* begin Given text *

Finance & economics | Big banks

Chop chop

Why haven’t banking giants got a lot smaller?

BOSSES at big banks would once have cringed at releasing the kind of results they have been serving up to investors in recent days. This week, for instance, Deutsche Bank posted a loss of €6.8 billion ($7.4 billion) for 2015. In the third quarter of last year the average return on equity at the biggest banks, those with more than $1 trillion in assets, was a wan 7.9%—far below the returns of 15-20% they were earning before the financial crisis. Exclude Chinese banks from the list, and the figure drops to a miserable 5.7%. Returns have been languishing at that level for several years.

In response, the banks’ top brass are following a similar template: retreats from certain countries or business lines, along with a stiff dose of job cuts. Barclays, which earlier this month said it would eliminate 1,000 jobs at its investment bank and close its share-trading business in Asia, is typical. More radical measures, such as breaking up their firms into smaller, more focused and less heavily regulated units, do not seem to be on the cards.

In fact, in spite of investors’ frustration at dismal returns and regulators’ insistence that banks that are “too big to fail” will be cut down to size, the world’s mightiest banks have scarcely shrunk at all since Lehman Brothers collapsed. The 11 behemoths considered the most pivotal by the Financial Stability Board (FSB), a global grouping of regulators, had $22 trillion in assets at the end of 2008; they now have $20 trillion. The assets of the wider group of 30 institutions the FSB describes as “global, systemically important banks” have grown, not shrunk, in recent years.

On the face of it, this is a puzzle. To forestall future crises, regulators have piled on new rules intended explicitly to make life harder for the banks that are thought to present the greatest risks to the stability of the global financial system. All banks must meet higher capital ratios these days, funding a greater share of their activities with money put up by shareholders rather than by borrowing. This crimps returns but ensures a stouter buffer if they run into trouble. But the extra capital requirements are especially severe for the biggest banks.

* end Given text *

▸ **Stated exercise**: List every bank that the article on big banks names.

* begin Data lines *

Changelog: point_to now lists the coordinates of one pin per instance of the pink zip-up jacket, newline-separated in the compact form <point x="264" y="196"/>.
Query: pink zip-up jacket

* end Data lines *

▸ **Answer to this task**: Deutsche Bank, Barclays, Lehman Brothers